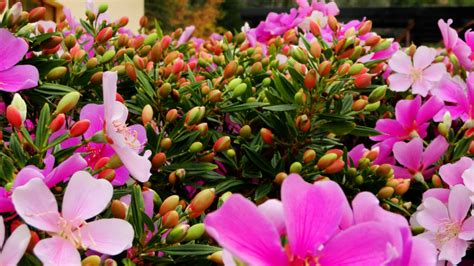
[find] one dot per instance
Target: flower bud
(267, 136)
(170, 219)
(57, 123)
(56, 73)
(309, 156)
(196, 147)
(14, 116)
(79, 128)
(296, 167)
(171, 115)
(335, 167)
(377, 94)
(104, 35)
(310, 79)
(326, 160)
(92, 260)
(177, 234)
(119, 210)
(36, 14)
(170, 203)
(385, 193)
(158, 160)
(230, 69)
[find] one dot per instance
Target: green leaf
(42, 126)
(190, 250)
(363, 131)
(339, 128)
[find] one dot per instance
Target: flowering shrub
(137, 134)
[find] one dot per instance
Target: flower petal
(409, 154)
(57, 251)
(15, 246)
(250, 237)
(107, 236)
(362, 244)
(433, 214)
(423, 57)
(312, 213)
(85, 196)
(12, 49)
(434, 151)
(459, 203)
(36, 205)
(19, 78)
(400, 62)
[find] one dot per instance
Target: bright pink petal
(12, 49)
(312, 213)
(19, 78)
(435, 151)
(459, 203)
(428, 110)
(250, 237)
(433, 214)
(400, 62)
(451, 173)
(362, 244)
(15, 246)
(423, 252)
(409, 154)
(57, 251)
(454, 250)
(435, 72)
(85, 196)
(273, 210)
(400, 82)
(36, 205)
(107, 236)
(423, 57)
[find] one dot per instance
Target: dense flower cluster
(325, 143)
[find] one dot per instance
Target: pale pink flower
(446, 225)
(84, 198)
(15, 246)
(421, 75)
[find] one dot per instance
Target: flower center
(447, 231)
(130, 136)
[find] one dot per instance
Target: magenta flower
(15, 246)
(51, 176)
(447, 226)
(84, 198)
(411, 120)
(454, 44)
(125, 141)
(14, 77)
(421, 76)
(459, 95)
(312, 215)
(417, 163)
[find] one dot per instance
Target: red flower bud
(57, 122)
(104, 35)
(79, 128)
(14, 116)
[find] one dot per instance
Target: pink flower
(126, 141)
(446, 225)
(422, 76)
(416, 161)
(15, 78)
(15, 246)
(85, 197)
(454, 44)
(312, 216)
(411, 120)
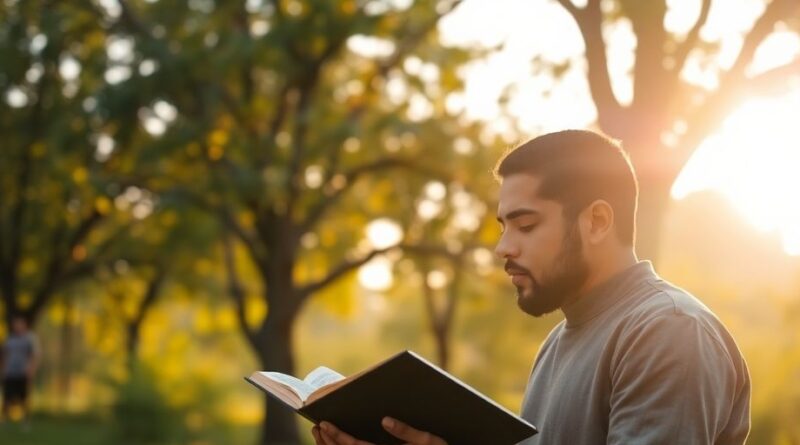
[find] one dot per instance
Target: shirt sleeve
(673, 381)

---

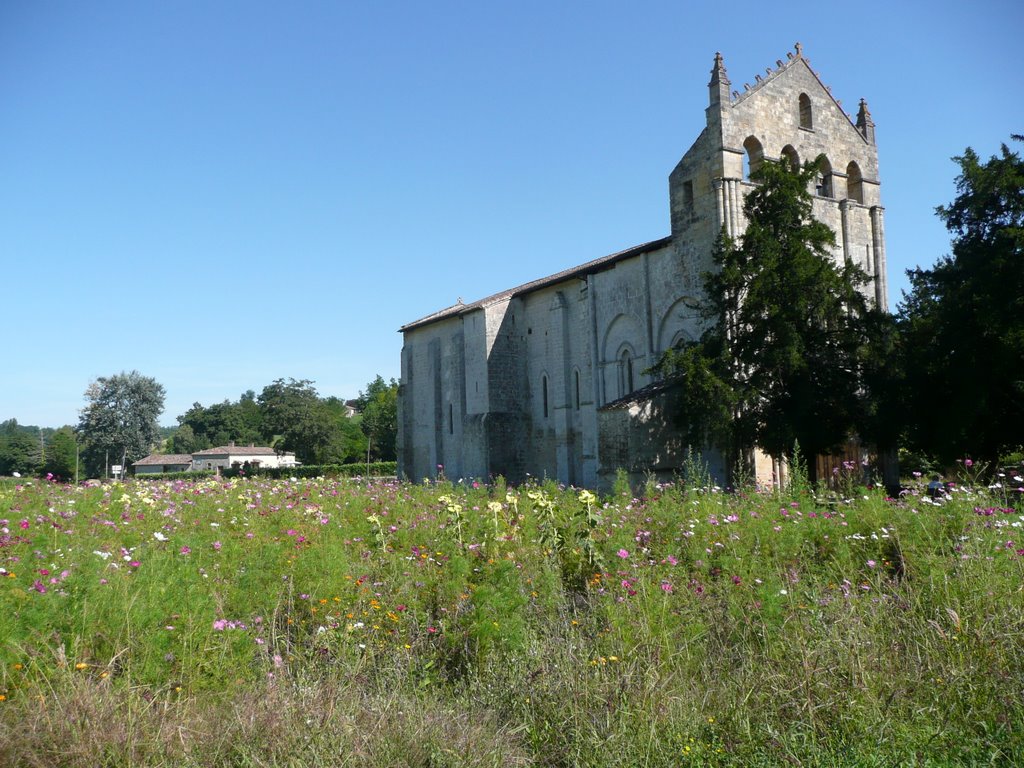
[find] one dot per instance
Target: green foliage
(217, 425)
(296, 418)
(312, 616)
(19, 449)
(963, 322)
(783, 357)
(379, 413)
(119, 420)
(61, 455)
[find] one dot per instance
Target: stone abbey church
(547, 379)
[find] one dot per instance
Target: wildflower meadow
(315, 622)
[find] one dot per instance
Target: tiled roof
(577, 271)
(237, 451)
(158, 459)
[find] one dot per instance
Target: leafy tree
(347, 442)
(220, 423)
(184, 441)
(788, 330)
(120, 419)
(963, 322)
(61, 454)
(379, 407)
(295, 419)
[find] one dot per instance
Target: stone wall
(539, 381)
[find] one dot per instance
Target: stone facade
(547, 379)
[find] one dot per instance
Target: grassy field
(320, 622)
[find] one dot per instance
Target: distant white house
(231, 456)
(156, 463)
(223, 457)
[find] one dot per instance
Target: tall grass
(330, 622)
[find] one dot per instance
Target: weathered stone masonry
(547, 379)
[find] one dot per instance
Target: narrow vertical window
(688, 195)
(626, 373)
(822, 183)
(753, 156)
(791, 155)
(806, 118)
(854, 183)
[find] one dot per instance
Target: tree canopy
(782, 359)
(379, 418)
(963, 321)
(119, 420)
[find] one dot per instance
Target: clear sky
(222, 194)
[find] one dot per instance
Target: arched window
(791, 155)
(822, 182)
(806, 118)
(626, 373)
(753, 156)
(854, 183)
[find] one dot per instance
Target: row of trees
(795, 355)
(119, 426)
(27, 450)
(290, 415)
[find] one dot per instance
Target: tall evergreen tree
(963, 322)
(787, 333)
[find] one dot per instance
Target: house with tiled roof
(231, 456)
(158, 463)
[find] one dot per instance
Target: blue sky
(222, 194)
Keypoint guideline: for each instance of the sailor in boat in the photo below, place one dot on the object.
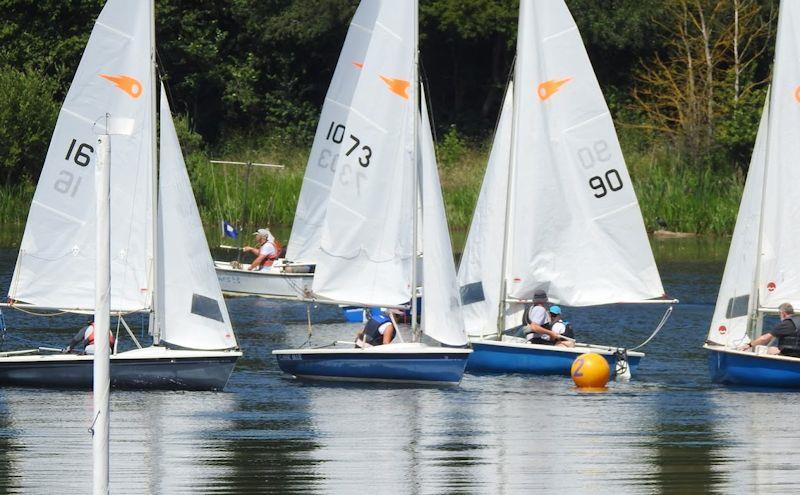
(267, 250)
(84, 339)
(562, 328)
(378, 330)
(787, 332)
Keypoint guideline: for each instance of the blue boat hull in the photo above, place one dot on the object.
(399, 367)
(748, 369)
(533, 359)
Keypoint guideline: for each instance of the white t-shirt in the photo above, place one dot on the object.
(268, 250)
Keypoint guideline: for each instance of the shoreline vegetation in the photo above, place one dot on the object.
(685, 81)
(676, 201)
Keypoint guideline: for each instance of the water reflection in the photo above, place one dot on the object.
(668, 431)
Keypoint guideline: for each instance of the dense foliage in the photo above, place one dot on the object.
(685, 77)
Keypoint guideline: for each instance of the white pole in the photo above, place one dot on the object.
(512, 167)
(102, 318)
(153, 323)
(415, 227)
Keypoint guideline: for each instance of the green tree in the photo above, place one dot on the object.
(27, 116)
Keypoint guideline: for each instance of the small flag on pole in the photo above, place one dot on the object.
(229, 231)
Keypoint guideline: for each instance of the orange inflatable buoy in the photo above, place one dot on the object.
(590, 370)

--

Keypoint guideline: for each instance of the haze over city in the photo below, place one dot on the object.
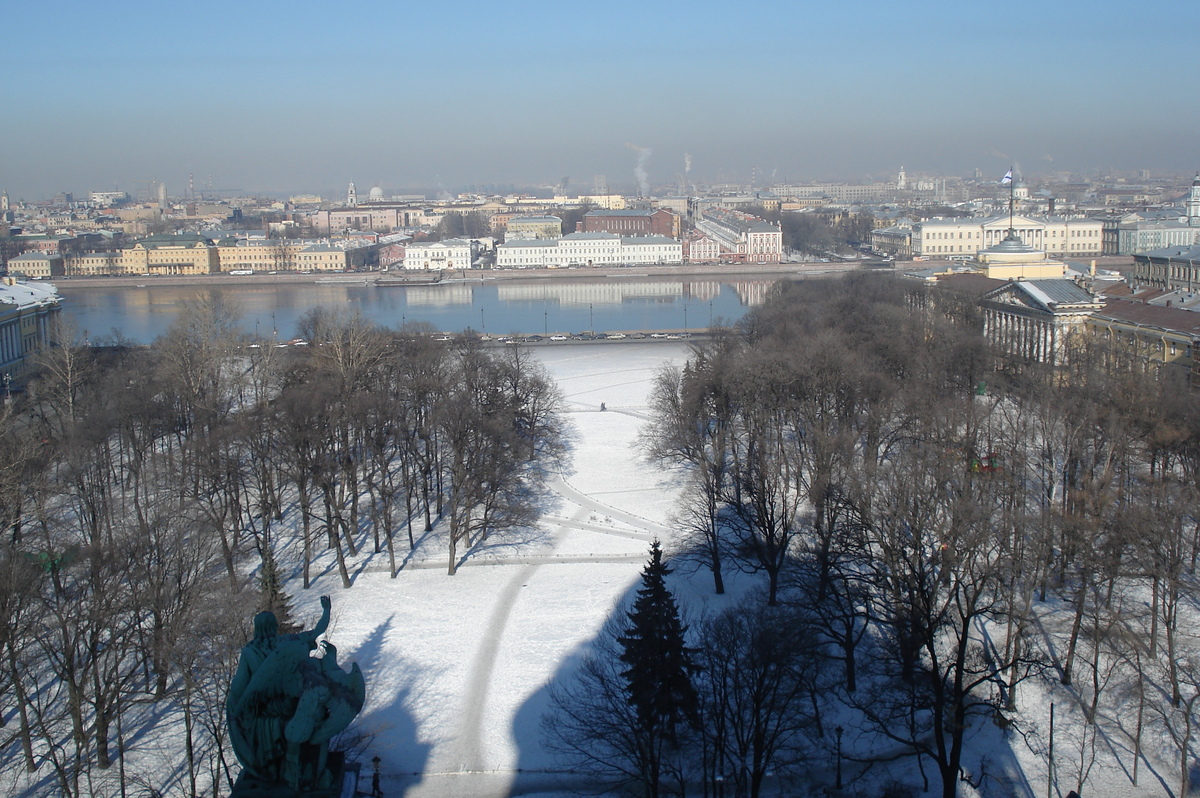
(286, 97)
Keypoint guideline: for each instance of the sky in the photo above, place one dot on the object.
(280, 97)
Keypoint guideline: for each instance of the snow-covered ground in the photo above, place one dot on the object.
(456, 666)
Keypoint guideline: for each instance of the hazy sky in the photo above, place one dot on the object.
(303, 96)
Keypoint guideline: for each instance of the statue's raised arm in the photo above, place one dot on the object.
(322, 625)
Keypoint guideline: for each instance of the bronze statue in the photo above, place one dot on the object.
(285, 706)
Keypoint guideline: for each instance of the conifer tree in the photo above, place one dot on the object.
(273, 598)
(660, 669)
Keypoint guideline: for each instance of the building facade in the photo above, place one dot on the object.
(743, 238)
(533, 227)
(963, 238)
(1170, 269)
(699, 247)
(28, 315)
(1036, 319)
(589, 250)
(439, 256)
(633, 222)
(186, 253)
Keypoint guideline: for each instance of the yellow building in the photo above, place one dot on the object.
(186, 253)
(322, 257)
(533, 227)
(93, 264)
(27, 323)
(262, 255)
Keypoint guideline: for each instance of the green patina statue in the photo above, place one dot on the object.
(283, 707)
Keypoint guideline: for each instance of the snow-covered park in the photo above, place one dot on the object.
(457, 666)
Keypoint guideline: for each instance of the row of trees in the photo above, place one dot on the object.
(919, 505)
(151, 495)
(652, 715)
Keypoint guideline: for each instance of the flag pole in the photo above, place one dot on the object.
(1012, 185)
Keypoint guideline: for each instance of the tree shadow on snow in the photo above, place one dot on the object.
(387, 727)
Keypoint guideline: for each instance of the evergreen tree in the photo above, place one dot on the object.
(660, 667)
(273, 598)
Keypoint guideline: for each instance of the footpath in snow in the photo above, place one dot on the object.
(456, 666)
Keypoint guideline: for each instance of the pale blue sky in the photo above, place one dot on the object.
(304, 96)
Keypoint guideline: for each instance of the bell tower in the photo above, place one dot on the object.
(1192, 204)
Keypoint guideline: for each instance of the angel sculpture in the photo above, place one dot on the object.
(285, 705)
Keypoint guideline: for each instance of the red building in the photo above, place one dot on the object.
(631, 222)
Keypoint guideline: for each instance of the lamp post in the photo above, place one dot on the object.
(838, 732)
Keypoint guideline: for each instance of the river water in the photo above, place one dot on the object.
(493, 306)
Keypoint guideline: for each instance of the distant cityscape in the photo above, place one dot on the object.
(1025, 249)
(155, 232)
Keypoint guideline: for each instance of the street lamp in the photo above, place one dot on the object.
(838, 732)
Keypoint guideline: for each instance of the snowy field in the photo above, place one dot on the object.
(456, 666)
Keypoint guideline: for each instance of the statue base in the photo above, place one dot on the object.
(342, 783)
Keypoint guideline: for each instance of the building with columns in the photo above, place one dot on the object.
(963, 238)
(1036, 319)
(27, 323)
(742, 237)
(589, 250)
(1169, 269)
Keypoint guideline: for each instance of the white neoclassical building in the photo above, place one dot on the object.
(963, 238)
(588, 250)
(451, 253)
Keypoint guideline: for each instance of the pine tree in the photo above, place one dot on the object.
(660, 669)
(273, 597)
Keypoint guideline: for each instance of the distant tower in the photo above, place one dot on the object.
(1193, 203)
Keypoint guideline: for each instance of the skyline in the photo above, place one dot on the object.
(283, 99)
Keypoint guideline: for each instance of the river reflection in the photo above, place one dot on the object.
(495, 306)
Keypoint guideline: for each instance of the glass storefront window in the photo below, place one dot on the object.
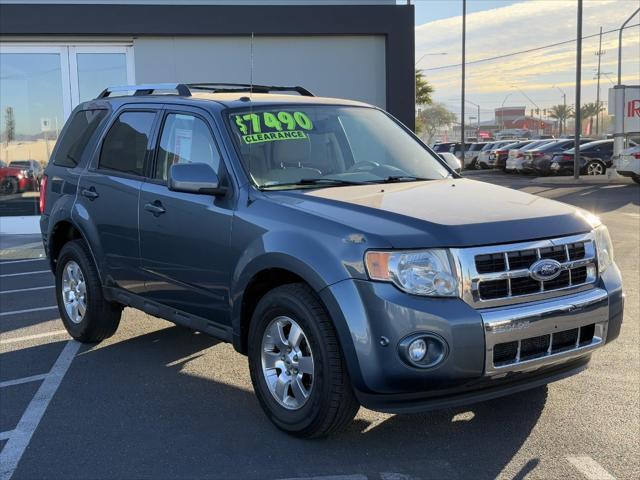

Exercise brief. The reply should consist solely of the lines above from the one that has "Keypoint guideline: for each instance of the white neoclassical" through the one that has "Keypoint guideline: for each instance of the glass", reproduced exactly.

Answer to this exercise.
Keypoint guideline: for each instance of the white neoclassical building in the photo above, place one dot on the object.
(963, 238)
(588, 250)
(451, 253)
Keypoint guideline: for each instance of the pine tree in the photo above, place one dot on the object.
(660, 669)
(273, 597)
Keypoint guideline: for each instance of the distant tower in the photo above, place one dot on the object.
(1193, 203)
Keypoint guideline: for each instance of the skyline in the photo above, place one dot on the object.
(283, 99)
Keypoint guideline: for each instance of the river reflection in the photo above, place one dot on the object.
(495, 306)
Keypoint guideline: for each instance of the glass storefront window in the photo below, place one dot on the object.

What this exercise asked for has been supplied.